Stored items from a collection
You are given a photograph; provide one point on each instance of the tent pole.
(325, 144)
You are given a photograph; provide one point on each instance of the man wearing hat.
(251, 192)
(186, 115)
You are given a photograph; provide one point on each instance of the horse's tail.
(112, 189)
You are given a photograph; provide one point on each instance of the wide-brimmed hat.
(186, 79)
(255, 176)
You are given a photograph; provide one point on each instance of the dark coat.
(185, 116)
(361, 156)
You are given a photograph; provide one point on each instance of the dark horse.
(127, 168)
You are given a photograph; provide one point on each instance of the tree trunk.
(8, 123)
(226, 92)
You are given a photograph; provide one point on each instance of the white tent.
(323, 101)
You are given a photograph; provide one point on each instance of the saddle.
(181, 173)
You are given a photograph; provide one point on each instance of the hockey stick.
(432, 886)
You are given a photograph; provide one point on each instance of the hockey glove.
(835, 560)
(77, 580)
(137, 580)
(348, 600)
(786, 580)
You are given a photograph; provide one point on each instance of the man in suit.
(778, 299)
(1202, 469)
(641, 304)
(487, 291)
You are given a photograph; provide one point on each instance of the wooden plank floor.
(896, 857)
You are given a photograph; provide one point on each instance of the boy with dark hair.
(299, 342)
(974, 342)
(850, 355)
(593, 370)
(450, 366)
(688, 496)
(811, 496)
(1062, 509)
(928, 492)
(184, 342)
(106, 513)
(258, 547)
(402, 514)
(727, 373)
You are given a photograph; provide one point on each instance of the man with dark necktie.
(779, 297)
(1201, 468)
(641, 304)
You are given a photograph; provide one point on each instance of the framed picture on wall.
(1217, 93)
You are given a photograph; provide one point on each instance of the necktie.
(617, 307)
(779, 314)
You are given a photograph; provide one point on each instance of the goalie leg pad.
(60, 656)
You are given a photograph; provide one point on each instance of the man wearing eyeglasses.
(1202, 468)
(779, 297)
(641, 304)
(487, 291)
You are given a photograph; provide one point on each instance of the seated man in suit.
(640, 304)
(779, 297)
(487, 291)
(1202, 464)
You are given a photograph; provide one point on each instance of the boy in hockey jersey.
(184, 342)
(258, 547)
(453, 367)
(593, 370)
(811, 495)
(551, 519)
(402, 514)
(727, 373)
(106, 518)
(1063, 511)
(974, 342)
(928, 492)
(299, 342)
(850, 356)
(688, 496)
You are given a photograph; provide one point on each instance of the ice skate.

**What the exercise asks**:
Please repeat the data in full so that nothing differs from the original.

**Solution to the exercise**:
You are given a photograph; provide one point on each instance of the tent pole.
(325, 144)
You are given a photograph; provide one point on each instance of the man wearing hat.
(251, 192)
(186, 115)
You are given a photograph; provide one point on each instance of the horse's tail.
(112, 189)
You are given a photograph; provide one point on each instance of the wide-brimmed hat.
(186, 79)
(255, 176)
You are given a photograph; provide one point on each instance of the dark coat.
(185, 116)
(361, 156)
You are given a photograph; provide one point on each instance of the dark horse.
(127, 168)
You are given a photograph; provide one point on each instance of the tree trunk.
(8, 123)
(226, 92)
You are given a photograph; provide one point on each instance of the white tent.
(323, 101)
You are given a photograph; provide one point on each instance of the saddle.
(181, 173)
You are given a photograph; provide one point on each instance of the hockey stick.
(432, 886)
You are given a photograph; provide one point on each instance of the hockey glove.
(835, 560)
(77, 580)
(137, 580)
(348, 600)
(786, 580)
You are given a photograph; provide one point on each instance of the man in suit.
(778, 299)
(1202, 469)
(641, 304)
(487, 291)
You are given a photograph; provide one point on each instance of the wooden plank floor.
(896, 857)
You are given a photograph; provide one point on each instance of the boy with dark hair.
(299, 342)
(974, 342)
(850, 355)
(593, 370)
(450, 366)
(688, 496)
(811, 496)
(1062, 509)
(928, 492)
(184, 342)
(106, 513)
(258, 547)
(402, 514)
(727, 373)
You are given a photograph; provide one point on each instance of the man with dark necktie.
(779, 297)
(1201, 468)
(641, 304)
You are given a photograph; provide one point on each instance of the framed picture on wall.
(1217, 93)
You are given a photograph; provide one point on each instance of the necktie.
(617, 307)
(779, 314)
You are given a photograph; provide one point on each instance of the goalie leg pad.
(60, 656)
You are given a photograph; provide one point on each instance of the man wearing eyeglasses.
(1202, 468)
(779, 297)
(641, 304)
(487, 291)
You are given a photograph; provide one point on each instance of the seated man in suit.
(640, 304)
(779, 297)
(487, 291)
(1202, 464)
You are given a photograph; provide one point on each instance of the boy in hockey jersey.
(184, 342)
(258, 547)
(453, 367)
(593, 370)
(811, 495)
(551, 519)
(402, 514)
(727, 373)
(106, 518)
(1063, 511)
(974, 342)
(928, 492)
(299, 342)
(850, 356)
(688, 496)
You are given a photograph; provide one point on each instance of the ice skate.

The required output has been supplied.